**Problem to work on:** Filter these entries down to the lines that hold the word "wall", and show each of them.

**Records provided:**

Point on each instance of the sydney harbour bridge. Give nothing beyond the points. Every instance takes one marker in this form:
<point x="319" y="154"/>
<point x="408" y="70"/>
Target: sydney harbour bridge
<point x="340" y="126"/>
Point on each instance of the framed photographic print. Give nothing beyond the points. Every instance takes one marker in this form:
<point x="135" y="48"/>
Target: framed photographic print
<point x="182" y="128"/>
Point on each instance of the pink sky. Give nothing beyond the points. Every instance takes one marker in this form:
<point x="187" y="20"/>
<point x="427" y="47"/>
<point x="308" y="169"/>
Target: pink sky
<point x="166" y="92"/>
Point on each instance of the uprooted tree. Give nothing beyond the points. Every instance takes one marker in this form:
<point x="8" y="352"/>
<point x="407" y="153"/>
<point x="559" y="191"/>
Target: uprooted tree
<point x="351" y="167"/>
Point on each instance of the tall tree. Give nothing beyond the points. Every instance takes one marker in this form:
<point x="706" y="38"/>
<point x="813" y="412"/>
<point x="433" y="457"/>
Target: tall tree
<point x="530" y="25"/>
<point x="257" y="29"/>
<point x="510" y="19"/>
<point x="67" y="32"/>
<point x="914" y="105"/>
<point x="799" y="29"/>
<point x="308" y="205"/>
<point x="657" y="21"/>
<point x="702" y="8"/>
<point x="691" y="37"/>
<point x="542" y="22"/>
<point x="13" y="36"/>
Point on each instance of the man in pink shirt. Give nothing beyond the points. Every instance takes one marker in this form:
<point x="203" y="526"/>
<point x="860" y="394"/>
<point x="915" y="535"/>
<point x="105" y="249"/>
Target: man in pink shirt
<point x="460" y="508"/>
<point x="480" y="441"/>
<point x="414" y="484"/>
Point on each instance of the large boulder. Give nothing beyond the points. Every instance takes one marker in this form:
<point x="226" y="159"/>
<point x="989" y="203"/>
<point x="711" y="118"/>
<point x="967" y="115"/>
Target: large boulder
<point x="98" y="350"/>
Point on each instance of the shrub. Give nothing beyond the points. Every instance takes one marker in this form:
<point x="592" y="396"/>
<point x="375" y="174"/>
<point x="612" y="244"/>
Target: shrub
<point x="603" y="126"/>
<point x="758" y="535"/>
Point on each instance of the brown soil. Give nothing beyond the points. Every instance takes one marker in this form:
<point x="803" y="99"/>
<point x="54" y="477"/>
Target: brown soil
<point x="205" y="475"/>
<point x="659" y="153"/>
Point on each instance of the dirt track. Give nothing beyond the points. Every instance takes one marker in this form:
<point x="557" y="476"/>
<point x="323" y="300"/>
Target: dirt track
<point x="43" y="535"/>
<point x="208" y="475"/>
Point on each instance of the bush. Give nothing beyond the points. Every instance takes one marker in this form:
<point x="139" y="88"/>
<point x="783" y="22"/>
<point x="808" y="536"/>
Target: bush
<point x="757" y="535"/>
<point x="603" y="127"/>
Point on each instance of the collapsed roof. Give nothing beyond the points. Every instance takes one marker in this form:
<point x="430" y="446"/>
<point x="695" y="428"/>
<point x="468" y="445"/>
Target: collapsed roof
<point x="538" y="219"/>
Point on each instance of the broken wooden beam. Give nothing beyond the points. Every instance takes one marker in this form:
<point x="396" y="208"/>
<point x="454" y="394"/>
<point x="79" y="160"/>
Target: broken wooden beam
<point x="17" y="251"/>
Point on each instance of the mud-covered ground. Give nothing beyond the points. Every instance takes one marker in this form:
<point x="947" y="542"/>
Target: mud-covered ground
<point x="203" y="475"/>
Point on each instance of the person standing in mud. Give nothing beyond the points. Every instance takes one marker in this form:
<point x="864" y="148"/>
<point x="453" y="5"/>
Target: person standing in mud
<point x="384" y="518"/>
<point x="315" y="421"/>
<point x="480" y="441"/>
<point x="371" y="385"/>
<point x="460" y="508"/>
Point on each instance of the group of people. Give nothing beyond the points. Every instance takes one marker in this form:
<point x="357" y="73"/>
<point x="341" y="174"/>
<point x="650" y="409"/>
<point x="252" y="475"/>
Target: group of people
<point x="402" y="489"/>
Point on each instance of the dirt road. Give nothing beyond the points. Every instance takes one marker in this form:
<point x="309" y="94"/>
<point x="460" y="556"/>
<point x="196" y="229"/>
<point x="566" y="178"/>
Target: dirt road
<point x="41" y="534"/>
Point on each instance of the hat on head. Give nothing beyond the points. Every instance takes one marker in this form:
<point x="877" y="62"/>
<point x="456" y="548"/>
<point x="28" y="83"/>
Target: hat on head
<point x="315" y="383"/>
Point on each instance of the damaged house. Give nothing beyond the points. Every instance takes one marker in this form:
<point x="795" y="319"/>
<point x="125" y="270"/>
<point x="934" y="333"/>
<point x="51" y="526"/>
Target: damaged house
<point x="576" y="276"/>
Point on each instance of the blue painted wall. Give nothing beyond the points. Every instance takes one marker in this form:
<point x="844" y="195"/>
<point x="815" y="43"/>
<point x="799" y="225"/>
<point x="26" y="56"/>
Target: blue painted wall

**Solved problem:**
Point on each instance of the blue painted wall. Give nothing beyond the points. Every instance takes one marker in this form:
Target: blue painted wall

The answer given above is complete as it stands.